* _The exercise_:
Return, word for word, the lines of the rows below, starting at the line that contains "For this dataset, tag each instance of the gorilla eye" and ending at the last line of the rows, with both of those lines included.

+++ Dataset entries

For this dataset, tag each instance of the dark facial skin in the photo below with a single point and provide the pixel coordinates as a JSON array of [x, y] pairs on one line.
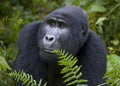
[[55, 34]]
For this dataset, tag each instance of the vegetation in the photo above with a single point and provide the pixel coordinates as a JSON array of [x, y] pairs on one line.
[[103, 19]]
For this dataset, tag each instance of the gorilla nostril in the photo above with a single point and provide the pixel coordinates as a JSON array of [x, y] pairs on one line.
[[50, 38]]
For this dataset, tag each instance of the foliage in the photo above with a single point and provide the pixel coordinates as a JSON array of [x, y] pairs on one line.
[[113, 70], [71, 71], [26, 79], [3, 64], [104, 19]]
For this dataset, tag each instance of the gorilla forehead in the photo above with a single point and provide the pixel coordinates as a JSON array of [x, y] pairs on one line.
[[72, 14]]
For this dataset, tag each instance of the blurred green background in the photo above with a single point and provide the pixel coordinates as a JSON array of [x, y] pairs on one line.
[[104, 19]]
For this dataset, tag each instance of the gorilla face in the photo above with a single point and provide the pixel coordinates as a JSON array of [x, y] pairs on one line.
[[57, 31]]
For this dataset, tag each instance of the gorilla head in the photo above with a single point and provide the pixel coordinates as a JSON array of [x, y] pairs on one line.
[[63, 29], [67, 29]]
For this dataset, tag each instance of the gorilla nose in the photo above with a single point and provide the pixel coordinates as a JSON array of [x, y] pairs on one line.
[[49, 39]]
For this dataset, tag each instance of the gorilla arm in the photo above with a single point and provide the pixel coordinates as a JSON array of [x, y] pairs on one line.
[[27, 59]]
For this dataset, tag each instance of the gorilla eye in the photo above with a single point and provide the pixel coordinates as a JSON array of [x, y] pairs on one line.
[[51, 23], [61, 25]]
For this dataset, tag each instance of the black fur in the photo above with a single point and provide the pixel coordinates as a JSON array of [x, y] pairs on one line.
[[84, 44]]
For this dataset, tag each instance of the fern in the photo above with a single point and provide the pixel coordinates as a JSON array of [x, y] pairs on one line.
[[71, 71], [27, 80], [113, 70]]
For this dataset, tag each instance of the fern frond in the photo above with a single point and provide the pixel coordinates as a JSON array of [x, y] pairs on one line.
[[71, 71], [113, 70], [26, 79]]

++++++

* _Finished exercise_:
For this dataset, tag each instance of the gorilla eye in the photo above with a single point and provide the pixel coordinates as a JSON array of [x, y] pairs on one line.
[[51, 23], [61, 25]]
For this dataset, tag each instance of the black fur in the photo above with a single point and provide the pixel coordinates as a JSON array of [x, y] pairs on one line.
[[84, 44]]
For this dataset, tag each instance of the fern in the photo above with a single point and provide the pixel coordinates as a JSON array of [x, y] pairs on one line.
[[71, 71], [27, 80], [113, 70]]
For this dataset, tag each instance of the fern frond in the photo above with a single point and provide the pixel coordinates as a JSON array of [x, y] pairs on one line.
[[71, 71], [113, 70], [26, 79]]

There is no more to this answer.